* [RECORDS SUPPLIED]

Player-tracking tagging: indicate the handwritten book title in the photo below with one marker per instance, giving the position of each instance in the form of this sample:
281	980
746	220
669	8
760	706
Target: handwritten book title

* [PROMPT] Copy out the data shown above without altering anything.

* [RESPONSE FOR THIS EXERCISE]
Player-tracking tagging: indicate the handwritten book title in the photo below with one marker per instance, giving the position of each instance in the form of this sample:
281	980
746	220
669	8
760	706
Target: handwritten book title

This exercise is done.